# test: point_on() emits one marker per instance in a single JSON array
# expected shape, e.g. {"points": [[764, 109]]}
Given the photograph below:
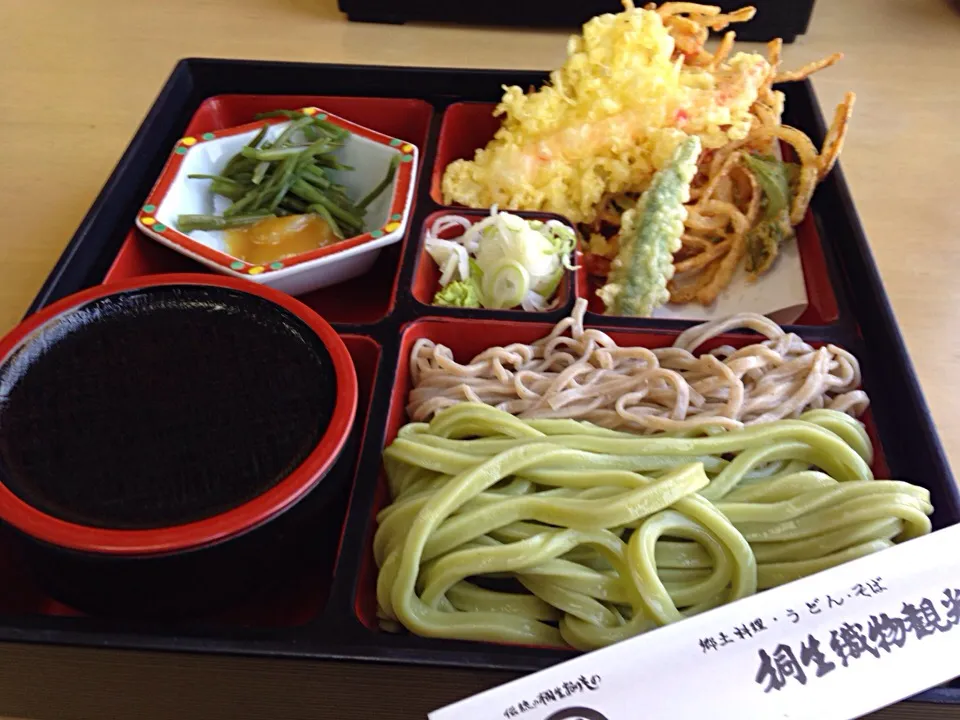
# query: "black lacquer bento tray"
{"points": [[328, 610]]}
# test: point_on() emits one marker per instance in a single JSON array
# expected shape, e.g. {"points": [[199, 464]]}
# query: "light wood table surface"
{"points": [[77, 77]]}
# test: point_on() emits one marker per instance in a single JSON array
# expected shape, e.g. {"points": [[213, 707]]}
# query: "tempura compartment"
{"points": [[426, 273], [364, 299], [469, 126], [466, 127], [467, 339], [821, 306]]}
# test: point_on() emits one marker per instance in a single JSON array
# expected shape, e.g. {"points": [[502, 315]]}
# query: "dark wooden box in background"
{"points": [[775, 18]]}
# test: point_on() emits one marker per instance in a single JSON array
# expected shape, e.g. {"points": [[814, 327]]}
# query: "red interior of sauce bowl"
{"points": [[202, 526], [294, 601]]}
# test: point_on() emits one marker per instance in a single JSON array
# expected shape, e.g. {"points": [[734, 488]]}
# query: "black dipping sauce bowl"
{"points": [[168, 442]]}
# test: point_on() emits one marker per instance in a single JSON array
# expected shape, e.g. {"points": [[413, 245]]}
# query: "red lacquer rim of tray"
{"points": [[196, 534], [399, 206]]}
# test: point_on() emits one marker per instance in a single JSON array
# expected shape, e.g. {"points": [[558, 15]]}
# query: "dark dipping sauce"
{"points": [[161, 406]]}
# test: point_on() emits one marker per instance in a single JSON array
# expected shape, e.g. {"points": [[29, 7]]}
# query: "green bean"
{"points": [[270, 154], [285, 175], [238, 158], [260, 172], [315, 176], [188, 223], [313, 196], [243, 203], [384, 184]]}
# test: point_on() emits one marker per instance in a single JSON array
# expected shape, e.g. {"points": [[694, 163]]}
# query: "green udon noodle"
{"points": [[562, 533]]}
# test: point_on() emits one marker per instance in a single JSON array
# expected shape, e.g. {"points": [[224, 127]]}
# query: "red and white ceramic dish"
{"points": [[367, 151]]}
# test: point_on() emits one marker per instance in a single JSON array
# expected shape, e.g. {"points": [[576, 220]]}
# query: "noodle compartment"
{"points": [[525, 502]]}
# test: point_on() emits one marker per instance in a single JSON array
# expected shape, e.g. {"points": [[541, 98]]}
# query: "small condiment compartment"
{"points": [[469, 126], [426, 272], [359, 301]]}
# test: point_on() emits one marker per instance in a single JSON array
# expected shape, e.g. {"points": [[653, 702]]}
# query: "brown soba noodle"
{"points": [[581, 373]]}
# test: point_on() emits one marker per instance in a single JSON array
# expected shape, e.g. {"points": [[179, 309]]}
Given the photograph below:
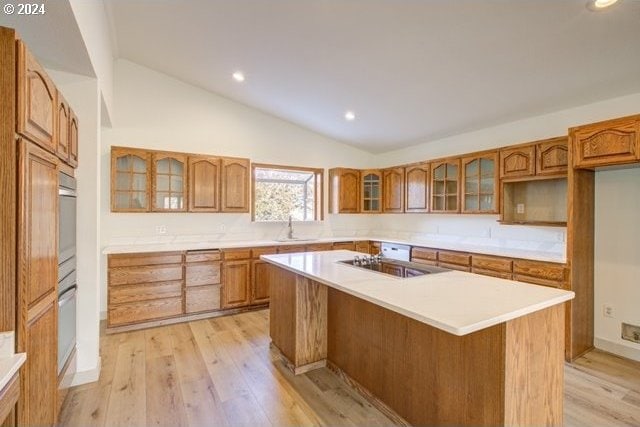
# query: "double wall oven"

**WHAT THE EXERCISE ASKS**
Without including a single picture, restate all of the data word for word.

**WRITTEN RESPONSE**
# test: point_on() emits one marker per instance in a single JSON array
# expected shape, e.g. {"points": [[764, 109]]}
Given the photograph below:
# query: "black lacquer bento tray"
{"points": [[328, 610]]}
# test: point_on() emits one marker per instance in a single JSON array
# expected shape, e.g. {"points": [[199, 464]]}
# query: "light wood table surface"
{"points": [[77, 77]]}
# test: point_on() emits one marker per instance in a single JSON array
# expected shape, e.g. {"points": [[213, 707]]}
# query: "tempura compartment"
{"points": [[426, 273], [364, 299], [469, 126], [466, 127], [467, 339], [821, 306]]}
# test: point_on() emits one marker per instance in a single JSON array
# expected shape, e.g. {"points": [[502, 315]]}
# query: "dark wooden box in background"
{"points": [[775, 18]]}
# test: point_on() emits one marker per instance in a single JSON array
# expected shape, e.g. {"points": [[814, 327]]}
# query: "red interior of sauce bowl"
{"points": [[202, 526], [294, 601]]}
# test: point_on() emits one marker per instance in a single JSON array
# expected shape, e.g. {"points": [[734, 488]]}
# query: "black dipping sauce bowl"
{"points": [[168, 442]]}
# test: point_on() emits one marker per instance in a single JSON array
# expected shape, e.g. {"points": [[413, 245]]}
# query: "red lacquer rim of tray"
{"points": [[196, 534], [399, 206]]}
# test: point_on() emits one marker per instance in a single JSON array
# expected shape, e.g. {"points": [[558, 15]]}
# query: "dark dipping sauce"
{"points": [[161, 406]]}
# test: point_on() emits one marker per instance in a single JSON array
# expected shape, e.g. {"points": [[29, 7]]}
# query: "green bean"
{"points": [[270, 154], [285, 175], [238, 158], [260, 172], [315, 176], [188, 223], [313, 196], [243, 203], [384, 184]]}
# test: point_on() emits one marker per instance in a single JSON array
# expected shape, e.g. {"points": [[694, 163]]}
# query: "green udon noodle"
{"points": [[562, 533]]}
# test: point_on() emits one marker per instance in a single JSON array
# expected shape, e.g. {"points": [[224, 127]]}
# query: "red and white ceramic dish"
{"points": [[367, 151]]}
# test: point_on() emits one marker per instance in a single JSON array
# expected shape, e.g. {"points": [[576, 220]]}
# query: "noodle compartment"
{"points": [[525, 502]]}
# test: point_on() emits one marker per instance in a single JSON array
# expected shape, e.g. {"points": [[541, 98]]}
# query: "small condiment compartment"
{"points": [[469, 126], [426, 272], [359, 301]]}
# test: point_on() emits one marker per instance in a single JSON array
# expected shape, e.g. {"points": [[653, 702]]}
# query: "brown soba noodle"
{"points": [[581, 373]]}
# test: point_on() emits one marker per instance in a single JSON array
# expected shape, e.g. {"points": [[179, 309]]}
Given the photograph below:
# query: "double wall oven"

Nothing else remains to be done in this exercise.